#### EXERCISE DESCRIPTION:
Restate the material below word for word, from its first line to its last.

#### DATA LISTING:
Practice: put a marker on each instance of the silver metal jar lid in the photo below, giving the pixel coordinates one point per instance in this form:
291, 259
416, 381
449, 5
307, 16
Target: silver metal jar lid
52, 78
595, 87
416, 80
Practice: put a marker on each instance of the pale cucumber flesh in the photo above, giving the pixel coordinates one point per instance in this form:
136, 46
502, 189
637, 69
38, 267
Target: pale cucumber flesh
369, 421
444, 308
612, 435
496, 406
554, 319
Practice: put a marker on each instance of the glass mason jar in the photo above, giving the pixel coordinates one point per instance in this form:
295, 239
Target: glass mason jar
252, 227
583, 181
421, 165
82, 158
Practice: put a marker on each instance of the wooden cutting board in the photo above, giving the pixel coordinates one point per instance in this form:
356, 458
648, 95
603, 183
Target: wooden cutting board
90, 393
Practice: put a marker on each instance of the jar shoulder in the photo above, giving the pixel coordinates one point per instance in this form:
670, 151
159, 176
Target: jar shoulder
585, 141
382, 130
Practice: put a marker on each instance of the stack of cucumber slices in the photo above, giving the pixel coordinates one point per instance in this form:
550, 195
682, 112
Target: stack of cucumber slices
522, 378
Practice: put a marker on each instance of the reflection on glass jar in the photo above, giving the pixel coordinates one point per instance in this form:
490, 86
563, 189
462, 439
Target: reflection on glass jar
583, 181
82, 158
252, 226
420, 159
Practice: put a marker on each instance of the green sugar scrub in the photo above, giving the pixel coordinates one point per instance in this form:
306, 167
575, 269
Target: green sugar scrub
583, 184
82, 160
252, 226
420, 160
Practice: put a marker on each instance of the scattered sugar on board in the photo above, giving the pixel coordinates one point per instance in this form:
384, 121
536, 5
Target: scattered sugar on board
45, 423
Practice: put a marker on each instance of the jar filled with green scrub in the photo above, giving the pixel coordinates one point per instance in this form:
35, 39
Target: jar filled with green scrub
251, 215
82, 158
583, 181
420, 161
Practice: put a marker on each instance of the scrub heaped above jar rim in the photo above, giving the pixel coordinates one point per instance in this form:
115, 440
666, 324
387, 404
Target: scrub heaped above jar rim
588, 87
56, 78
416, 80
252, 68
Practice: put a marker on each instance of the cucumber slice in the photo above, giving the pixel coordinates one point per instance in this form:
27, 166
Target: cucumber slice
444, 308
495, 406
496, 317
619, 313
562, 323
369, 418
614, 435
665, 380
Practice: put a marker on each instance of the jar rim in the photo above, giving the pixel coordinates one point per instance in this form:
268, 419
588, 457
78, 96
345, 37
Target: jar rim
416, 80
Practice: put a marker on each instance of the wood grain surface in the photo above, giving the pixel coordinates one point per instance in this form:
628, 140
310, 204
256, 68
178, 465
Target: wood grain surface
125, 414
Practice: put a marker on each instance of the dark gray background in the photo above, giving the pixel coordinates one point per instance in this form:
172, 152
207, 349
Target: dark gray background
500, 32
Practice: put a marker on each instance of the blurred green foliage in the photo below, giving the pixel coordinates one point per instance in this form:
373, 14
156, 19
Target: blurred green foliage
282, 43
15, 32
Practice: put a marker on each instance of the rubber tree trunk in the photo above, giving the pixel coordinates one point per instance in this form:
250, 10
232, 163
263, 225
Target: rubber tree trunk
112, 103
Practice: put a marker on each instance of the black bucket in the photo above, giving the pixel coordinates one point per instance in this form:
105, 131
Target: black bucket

#### ANSWER:
Practice: put a marker on each instance of the silver metal jar lid in the photo below, giving the pixel coordinates one point per instance in this form:
291, 259
416, 381
449, 5
307, 16
Target: silver metal jar lid
52, 78
595, 87
416, 80
Practice: put a marker on each instance of the pale cucumber flesh in the photo above, giving the pixel coordinates one point per instance in this form:
136, 46
502, 189
637, 69
38, 267
Target: pale cucumber flesh
369, 421
444, 308
612, 435
496, 406
554, 319
Practice: put a marker on each instance of the glass mason jar in the photo above, giving the pixel coordinates one point per instance in this form:
295, 239
Target: glass mason jar
252, 227
583, 181
421, 165
82, 158
Practice: put a marker on each instance of the wooden cutting board in the photo above, giving the pixel coordinates one point per instance in this form:
356, 458
648, 95
603, 183
Target: wooden cutting board
90, 393
Practice: put a marker on each instance of the jar shoulder in the photo above, giving the pixel coordinates one point per instance in this form:
670, 151
159, 176
Target: jar shoulder
585, 141
382, 130
Practice: put a marker on each instance of the stack of cucumber slices in the photo above, giving the pixel coordinates one point per instance in this form:
550, 195
682, 112
Target: stack of cucumber slices
522, 378
Practice: put a marker on each instance of the reflection on glass jar in the photo above, giving the pixel coordinates one point per instance in this form:
490, 86
563, 189
462, 439
Target: reflection on glass jar
583, 181
82, 158
252, 226
420, 159
Practice: put a marker on each instance of the green sugar scrub in the photo above, giving the pixel coordinates one point per instance in this form:
306, 167
575, 269
Target: green sugar scrub
583, 184
82, 160
252, 226
420, 160
Practice: put a marker on each instance of the scattered sugar on board in the photo above, giving the pixel coordinates one point per instance in this form:
384, 121
536, 5
Target: scattered sugar on board
45, 423
Practice: put a marker on each instance of the jar filled with green scrub in the photo above, giving the pixel coordinates one point per instance in this form:
35, 39
Target: jar filled with green scrub
251, 215
82, 158
583, 181
420, 161
Practice: put a marker on each instance of the scrub heaped above jar rim in the photo above, giving the pixel coordinates one point per instance in this form:
115, 440
666, 324
387, 404
Target: scrub heaped above jar rim
588, 87
56, 78
416, 80
252, 68
Practice: put a marker on each instance of the cucumber slice in the photo above, giving the pixel coordinates one point per instance in this form:
27, 166
Target: cucumber slice
444, 308
495, 406
496, 317
619, 313
562, 323
369, 418
614, 435
665, 380
Practice: put a marker on each instance of the jar rim in the photo above, giving the pixel coordinates one point per instance in this form:
268, 419
588, 457
78, 96
345, 37
Target: jar rim
416, 80
Practice: put a marker on each instance of the wood grain surface in the photo above, giving the pixel coordinates one point per instance in this form:
628, 140
310, 204
256, 68
178, 465
Target: wood grain surface
125, 414
Practice: put a marker on each instance of the dark gray background in the photo above, giving the pixel coordinates one point per instance in this form:
172, 152
207, 349
Target: dark gray background
500, 32
Practice: put a marker on each instance of the blurred green foliage in the photo below, giving the pixel coordinates one point per instance in this form:
373, 14
156, 19
Target: blurred green foliage
282, 43
15, 32
Practice: put a marker on each instance of the rubber tree trunk in the photo above, giving the pixel coordinates one point per instance in this form:
250, 10
232, 163
263, 225
Target: rubber tree trunk
112, 103
Practice: put a marker on each instance of the black bucket in the photo above, giving the pixel coordinates one point per instance in this form:
105, 131
Target: black bucket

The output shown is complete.